- Problema breve 1 -
Localize na listagem abaixo todas as linhas que contêm a palavra "shrub" e copie cada uma delas por inteiro. Diferencie maiúsculas de minúsculas.

== Texto citado

Felizmente, é fácil resolver essa trapalhada, interpretando conforme a constituição o artigo 149-A, do CP. O jurista não pode interpretá-lo de modo a violar os princípios da igualdade de gênero, da integridade psicofísica e da dignidade humana. Nesse sentido, o legislador estabeleceu no caput, do art. 149-A, elementos que levam à interpretação analógica. Grave ameaça, violação, coação e fraude são apenas exemplos do modus operandi do crime, que pode ocorrer dos mais diversos modos, inclusive a partir do mero convencimento da vítima. Afinal, o abuso é o uso ilegítimo e incorreto, é a exploração sexual em si. O abuso é a finalidade em si, que é descrita nos incisos do tipo penal. Essa interpretação conforme a constituição, sem redução do texto, evita a necessidade de declaração de inconstitucionalidade do tipo penal, por violação do princípio da proporcionalidade, uma vez que estabeleceria uma proteção insuficiente à liberdade individual, dignidade sexual e ordem socioeconômica.

O convencimento da vítima, em situações econômicas adversas, também é abuso, configurando o crime de tráfico de pessoas para fins de exploração sexual. A partir dessa discussão, fica simples entender que, no tráfico de pessoas, pode ou não haver consentimento da mulher. Há crime em ambas as hipóteses.

O tráfico de mulheres é um fenômeno de ordem econômico-política. É a perversão da interação da política e da economia, em um contexto de globalização, no qual as mulheres se tornam commodities em suas formas mais básicas e desmoralizantes (BERTONE, 1999, p. 7). O capitalismo avança sobre os corpos em dois graus: banalizando a sexualidade humana, fetichizando os corpos como produtos do entretenimento; e mercantilizando as experiências sexuais, tornando-as peças-chave da lógica capitalista. A prostituição se torna cotidiana em cenários de estilhaçamento dos sentimentos humanos.

====
== Entradas

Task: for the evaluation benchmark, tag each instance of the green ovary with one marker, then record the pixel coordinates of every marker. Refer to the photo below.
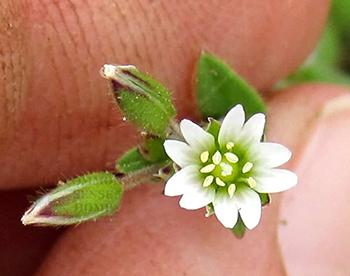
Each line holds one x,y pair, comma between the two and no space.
225,169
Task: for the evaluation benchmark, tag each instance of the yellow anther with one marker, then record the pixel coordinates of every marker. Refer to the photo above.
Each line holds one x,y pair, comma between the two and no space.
251,182
208,180
204,156
208,168
231,157
226,169
230,145
247,167
231,190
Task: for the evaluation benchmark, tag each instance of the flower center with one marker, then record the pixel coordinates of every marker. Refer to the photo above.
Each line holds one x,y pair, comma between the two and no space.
225,169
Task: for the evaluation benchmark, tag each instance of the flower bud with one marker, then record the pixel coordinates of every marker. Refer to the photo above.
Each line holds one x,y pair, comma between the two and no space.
80,199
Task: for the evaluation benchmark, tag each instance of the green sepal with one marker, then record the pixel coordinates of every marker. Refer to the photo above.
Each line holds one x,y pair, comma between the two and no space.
239,229
219,88
132,161
142,100
153,149
80,199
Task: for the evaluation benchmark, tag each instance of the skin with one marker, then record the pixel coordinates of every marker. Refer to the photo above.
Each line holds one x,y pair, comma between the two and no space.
57,121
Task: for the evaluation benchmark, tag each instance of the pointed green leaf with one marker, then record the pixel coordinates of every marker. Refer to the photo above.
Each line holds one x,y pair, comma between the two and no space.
80,199
142,100
265,199
219,88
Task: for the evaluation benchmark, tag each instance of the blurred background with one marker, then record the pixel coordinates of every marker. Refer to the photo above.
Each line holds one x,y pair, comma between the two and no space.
330,61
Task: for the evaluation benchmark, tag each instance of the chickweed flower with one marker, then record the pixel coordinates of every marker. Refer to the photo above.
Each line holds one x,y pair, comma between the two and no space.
228,169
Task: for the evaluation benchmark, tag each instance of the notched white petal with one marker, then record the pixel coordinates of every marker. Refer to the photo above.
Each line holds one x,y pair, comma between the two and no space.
273,154
197,199
231,125
185,180
275,180
249,206
180,153
196,136
226,210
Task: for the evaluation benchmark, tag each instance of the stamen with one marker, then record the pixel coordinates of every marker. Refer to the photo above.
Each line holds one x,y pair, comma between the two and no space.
231,157
208,180
230,145
247,167
251,182
204,156
208,168
220,182
231,190
226,169
217,158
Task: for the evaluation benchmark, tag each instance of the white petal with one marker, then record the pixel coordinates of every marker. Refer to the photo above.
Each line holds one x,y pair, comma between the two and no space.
249,206
231,125
196,136
185,180
253,129
226,210
180,153
273,155
197,199
275,180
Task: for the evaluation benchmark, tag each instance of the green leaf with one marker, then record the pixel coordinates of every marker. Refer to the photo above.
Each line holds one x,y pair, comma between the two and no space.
328,50
219,88
265,199
142,100
239,229
80,199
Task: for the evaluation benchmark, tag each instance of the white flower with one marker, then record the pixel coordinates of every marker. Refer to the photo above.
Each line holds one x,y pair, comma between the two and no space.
228,170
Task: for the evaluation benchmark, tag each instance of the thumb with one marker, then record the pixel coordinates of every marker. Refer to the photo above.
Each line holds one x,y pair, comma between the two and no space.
57,119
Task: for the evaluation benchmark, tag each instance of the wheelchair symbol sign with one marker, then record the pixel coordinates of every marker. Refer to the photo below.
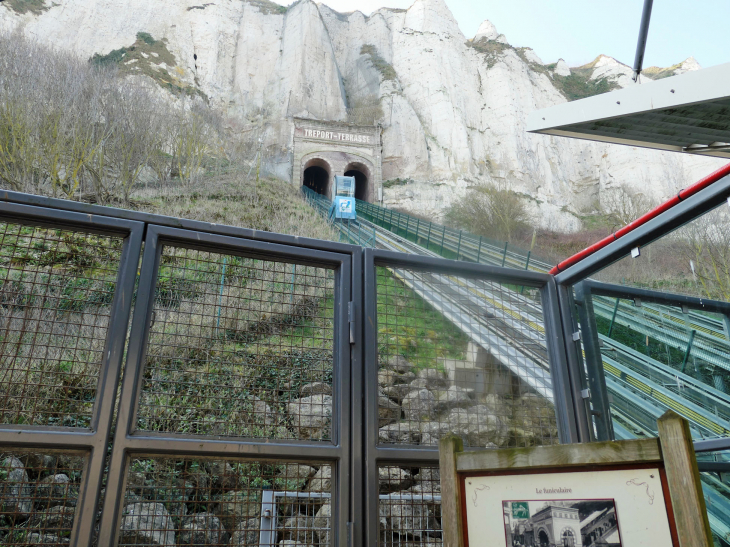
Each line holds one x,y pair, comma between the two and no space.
520,510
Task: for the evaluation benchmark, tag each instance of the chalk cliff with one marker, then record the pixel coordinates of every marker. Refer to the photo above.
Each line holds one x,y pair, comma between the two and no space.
453,110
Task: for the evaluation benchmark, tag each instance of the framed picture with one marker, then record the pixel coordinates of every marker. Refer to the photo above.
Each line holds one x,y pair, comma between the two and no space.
613,494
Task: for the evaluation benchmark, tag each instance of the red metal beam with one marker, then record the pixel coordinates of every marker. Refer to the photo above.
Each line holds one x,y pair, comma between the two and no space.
681,196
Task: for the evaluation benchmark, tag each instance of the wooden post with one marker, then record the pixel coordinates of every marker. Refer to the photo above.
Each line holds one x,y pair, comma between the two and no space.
451,517
683,478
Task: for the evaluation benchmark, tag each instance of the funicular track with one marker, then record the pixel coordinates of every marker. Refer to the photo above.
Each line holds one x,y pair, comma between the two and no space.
641,388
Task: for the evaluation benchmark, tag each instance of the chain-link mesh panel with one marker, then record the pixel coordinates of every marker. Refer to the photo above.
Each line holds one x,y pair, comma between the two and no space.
232,502
56,287
461,355
409,506
38,496
239,347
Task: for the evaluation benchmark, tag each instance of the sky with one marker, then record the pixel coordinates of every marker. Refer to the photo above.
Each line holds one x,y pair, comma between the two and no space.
579,30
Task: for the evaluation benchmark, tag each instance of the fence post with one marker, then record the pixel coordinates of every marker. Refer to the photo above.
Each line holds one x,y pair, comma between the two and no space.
220,295
613,317
689,348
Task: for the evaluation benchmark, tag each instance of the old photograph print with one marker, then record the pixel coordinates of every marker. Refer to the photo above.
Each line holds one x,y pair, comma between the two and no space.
561,523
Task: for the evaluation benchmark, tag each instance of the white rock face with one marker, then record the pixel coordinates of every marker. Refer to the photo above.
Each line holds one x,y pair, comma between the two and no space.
454,116
486,30
561,68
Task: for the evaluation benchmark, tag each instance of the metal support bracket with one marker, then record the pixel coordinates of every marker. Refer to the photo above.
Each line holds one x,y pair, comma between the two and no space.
351,320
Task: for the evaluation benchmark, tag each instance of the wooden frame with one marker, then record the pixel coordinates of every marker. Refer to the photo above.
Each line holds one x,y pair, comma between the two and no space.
672,453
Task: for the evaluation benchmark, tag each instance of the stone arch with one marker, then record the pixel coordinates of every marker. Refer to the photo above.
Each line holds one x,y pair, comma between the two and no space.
317,174
542,537
363,174
568,537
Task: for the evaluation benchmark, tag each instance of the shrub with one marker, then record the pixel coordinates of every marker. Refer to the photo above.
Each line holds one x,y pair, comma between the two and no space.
491,211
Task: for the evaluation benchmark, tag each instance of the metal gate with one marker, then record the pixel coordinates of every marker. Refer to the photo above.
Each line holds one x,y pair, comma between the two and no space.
170,382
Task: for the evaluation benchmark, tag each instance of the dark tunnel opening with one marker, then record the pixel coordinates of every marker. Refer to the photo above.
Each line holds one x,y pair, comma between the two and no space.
317,179
361,183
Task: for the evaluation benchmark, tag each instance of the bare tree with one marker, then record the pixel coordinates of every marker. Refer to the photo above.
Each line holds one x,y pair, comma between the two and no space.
624,205
491,211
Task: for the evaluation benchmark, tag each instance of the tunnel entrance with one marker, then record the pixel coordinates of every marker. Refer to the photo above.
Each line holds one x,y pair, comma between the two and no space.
362,180
316,176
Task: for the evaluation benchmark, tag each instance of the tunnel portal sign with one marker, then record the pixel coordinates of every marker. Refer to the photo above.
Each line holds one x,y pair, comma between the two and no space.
336,136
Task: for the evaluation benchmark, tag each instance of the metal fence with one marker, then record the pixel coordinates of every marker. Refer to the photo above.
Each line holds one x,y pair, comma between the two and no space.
170,382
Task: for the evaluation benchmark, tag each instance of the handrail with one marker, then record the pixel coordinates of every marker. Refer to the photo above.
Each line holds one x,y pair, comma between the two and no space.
631,226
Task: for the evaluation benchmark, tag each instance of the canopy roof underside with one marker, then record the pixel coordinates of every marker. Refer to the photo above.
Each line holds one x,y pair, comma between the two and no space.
687,113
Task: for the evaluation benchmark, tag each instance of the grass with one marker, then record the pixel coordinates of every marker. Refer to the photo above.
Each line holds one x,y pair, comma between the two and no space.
579,85
409,326
36,7
149,57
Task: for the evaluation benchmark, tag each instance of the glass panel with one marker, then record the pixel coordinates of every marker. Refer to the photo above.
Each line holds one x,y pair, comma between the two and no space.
38,496
658,357
716,487
409,506
226,502
461,355
239,347
56,288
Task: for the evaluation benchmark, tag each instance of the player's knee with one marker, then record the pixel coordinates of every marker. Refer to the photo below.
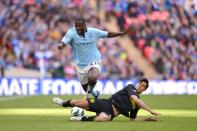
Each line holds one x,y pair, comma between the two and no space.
102,117
93,75
85,87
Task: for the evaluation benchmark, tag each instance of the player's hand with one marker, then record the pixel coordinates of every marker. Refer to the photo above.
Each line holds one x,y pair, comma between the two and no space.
130,29
60,46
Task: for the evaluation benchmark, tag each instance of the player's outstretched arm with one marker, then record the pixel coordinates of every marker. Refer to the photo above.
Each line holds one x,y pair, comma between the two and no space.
141,104
60,46
128,30
145,119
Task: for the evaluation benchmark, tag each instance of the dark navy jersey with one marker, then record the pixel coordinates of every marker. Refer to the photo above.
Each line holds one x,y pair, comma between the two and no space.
124,103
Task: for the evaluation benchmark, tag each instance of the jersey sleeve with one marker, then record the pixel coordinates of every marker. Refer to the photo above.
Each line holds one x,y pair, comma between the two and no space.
131,90
67,37
100,33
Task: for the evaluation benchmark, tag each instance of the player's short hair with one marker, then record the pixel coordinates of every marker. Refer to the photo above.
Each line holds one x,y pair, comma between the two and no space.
80,19
144,80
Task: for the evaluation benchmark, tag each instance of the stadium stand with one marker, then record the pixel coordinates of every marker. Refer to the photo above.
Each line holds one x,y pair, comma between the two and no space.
31,30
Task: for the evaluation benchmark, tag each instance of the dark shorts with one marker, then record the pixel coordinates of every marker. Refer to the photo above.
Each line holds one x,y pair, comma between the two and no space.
101,105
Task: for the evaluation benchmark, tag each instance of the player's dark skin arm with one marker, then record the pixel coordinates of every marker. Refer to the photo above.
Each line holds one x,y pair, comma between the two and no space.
143,119
115,34
141,104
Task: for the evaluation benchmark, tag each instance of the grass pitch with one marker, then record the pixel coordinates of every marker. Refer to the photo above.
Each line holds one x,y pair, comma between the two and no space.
37,113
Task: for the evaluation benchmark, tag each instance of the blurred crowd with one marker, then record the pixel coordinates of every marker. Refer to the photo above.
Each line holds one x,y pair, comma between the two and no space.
31,30
167,33
167,36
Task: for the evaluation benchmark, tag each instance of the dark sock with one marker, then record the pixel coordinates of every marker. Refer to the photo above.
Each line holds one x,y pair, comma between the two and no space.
67,104
85,118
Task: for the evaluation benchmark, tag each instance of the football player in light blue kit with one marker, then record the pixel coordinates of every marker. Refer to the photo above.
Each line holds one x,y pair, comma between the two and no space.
83,41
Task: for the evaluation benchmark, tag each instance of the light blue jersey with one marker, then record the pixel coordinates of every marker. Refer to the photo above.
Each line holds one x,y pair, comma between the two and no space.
84,48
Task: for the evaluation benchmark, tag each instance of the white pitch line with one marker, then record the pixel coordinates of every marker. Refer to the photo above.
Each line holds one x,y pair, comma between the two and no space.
60,112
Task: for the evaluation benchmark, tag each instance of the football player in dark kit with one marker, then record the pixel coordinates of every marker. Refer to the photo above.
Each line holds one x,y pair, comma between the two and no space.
126,102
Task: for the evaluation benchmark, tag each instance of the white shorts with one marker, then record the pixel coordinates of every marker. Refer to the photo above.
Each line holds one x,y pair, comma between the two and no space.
82,72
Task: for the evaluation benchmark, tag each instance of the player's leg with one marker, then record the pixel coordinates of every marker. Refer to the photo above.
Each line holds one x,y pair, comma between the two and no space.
102,117
82,103
93,74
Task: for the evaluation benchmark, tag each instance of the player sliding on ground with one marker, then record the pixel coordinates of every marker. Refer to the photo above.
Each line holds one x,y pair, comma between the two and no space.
83,42
126,102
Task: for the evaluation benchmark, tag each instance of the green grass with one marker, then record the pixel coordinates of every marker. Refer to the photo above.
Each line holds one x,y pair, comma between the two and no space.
37,113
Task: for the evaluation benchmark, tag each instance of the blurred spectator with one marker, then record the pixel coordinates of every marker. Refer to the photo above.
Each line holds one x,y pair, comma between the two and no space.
167,34
31,30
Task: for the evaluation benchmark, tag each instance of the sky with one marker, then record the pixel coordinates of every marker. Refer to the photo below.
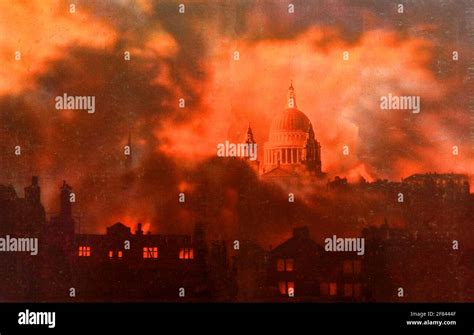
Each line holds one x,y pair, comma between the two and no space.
190,56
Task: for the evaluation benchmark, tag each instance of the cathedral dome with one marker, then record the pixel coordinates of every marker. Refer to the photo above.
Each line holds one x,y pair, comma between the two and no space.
290,120
290,126
291,141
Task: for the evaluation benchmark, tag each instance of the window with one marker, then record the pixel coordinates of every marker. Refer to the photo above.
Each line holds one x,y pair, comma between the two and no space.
287,264
357,290
357,267
186,253
280,265
352,267
150,252
352,290
347,266
348,290
84,251
118,256
286,287
323,288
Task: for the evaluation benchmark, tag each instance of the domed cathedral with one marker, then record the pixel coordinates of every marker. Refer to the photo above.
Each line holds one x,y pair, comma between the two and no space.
292,149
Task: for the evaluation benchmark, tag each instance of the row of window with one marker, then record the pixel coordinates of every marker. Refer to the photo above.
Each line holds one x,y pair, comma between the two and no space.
148,252
349,266
326,289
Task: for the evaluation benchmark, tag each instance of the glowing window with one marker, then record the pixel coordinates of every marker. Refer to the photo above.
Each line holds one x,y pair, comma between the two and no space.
357,289
285,264
84,251
348,290
186,253
347,266
286,287
324,288
280,264
150,252
357,267
282,287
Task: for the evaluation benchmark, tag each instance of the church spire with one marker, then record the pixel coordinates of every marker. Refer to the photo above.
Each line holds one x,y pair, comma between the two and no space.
291,99
310,131
250,138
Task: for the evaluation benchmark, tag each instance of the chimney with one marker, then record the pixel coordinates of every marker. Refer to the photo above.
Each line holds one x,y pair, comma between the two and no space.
301,233
139,230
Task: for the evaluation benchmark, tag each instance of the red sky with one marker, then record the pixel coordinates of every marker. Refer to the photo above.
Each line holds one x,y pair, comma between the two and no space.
189,56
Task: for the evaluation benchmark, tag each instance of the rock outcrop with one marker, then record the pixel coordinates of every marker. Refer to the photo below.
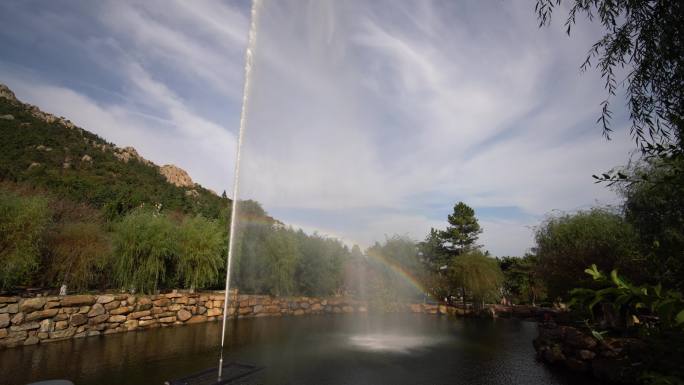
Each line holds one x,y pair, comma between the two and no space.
29,321
616,360
128,153
6,93
176,176
173,174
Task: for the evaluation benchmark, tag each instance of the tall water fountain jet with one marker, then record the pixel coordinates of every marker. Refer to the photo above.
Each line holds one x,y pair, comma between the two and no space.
249,60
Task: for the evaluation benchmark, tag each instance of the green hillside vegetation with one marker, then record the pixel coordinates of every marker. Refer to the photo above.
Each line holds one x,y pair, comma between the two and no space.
75,164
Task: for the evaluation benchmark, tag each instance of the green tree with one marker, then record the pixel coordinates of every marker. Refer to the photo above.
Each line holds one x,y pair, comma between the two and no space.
645,38
521,282
200,252
281,263
566,244
23,223
463,230
145,246
79,253
654,206
432,250
320,264
394,261
478,277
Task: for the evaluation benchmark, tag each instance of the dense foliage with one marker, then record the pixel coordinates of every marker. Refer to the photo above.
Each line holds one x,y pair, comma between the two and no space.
522,283
23,221
654,206
567,244
478,277
144,245
456,267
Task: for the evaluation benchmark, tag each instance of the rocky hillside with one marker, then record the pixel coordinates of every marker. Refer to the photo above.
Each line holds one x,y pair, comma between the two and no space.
50,153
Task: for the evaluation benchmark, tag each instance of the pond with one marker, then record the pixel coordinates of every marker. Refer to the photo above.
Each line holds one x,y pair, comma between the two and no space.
335,349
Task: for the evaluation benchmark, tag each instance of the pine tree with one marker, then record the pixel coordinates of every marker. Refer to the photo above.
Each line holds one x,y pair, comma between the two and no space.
463,231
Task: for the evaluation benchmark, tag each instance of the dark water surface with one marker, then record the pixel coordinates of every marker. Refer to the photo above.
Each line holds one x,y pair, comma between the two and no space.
334,349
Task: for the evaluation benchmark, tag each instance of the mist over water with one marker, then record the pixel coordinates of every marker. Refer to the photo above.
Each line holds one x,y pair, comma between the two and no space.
333,350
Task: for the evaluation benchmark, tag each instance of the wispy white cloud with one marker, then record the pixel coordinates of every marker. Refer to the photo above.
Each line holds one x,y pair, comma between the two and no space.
366,118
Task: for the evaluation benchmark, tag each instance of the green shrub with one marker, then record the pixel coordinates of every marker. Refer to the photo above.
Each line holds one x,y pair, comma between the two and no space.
79,252
567,244
200,252
145,246
478,276
23,222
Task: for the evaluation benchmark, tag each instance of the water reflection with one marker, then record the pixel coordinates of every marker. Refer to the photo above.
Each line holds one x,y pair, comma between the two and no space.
399,349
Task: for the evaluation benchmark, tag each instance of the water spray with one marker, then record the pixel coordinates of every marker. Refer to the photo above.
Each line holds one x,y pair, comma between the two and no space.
249,60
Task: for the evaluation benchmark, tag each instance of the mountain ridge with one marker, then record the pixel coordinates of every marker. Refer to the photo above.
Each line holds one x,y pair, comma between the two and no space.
51,152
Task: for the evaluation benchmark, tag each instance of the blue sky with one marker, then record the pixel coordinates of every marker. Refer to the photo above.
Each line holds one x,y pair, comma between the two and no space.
366,118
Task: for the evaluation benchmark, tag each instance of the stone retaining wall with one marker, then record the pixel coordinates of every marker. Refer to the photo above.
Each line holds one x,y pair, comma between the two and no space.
29,321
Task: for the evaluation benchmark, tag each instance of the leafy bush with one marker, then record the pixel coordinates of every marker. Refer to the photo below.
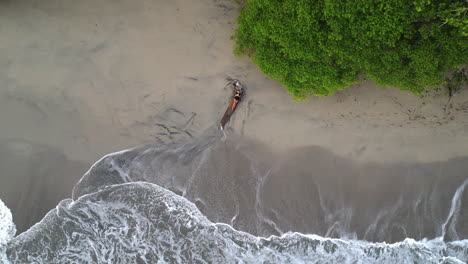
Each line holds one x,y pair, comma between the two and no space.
319,46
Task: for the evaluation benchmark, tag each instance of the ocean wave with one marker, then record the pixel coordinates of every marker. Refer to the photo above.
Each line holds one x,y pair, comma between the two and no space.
242,183
145,223
7,229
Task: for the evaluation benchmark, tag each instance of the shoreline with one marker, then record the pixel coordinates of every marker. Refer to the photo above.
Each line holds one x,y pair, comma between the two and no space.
85,83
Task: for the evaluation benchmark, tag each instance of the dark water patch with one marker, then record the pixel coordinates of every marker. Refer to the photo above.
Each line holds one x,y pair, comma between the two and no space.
310,190
34,178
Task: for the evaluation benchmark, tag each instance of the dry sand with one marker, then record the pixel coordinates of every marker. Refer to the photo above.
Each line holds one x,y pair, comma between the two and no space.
86,78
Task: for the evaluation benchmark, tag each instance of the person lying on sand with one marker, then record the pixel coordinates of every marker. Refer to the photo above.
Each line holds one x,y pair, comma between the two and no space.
238,93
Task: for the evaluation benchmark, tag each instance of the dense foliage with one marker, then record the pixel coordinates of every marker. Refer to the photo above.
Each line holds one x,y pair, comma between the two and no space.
319,46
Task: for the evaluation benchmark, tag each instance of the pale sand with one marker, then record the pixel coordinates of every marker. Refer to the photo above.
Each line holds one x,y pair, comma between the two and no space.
91,77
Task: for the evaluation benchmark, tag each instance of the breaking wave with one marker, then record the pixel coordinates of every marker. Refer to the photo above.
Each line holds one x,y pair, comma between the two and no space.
7,229
144,223
214,201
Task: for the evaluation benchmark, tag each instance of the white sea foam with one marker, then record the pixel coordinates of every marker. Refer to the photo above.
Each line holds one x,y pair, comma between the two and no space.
7,230
145,223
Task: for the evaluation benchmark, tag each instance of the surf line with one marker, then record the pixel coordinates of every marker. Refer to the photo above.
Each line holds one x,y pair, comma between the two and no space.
238,93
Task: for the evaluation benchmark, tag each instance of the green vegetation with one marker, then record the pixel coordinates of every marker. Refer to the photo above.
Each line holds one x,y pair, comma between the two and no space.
319,46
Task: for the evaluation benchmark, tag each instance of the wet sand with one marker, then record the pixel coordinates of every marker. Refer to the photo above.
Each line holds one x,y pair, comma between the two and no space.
86,78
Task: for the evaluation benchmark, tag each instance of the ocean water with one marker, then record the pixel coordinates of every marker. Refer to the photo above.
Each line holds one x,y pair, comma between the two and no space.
232,200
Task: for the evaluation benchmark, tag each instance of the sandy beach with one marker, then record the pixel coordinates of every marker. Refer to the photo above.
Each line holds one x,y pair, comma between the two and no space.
80,79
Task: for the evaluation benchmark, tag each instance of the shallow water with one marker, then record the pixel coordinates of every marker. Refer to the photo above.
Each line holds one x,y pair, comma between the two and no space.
275,198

====

- Problema breve 2 -
De acordo com o texto sobre tráfico de pessoas, o tráfico de mulheres é um fenômeno de que ordem?

- Resposta final 1 -
Task: for the evaluation benchmark, tag each instance of the shrub with one marker, then record the pixel coordinates of every marker. Refer to the photo above.
Task: for the evaluation benchmark, tag each instance of the green shrub with one marker, then record the pixel coordinates of every marker. Refer to the photo above.

- Resposta final 2 -
É um fenômeno de ordem econômico-política.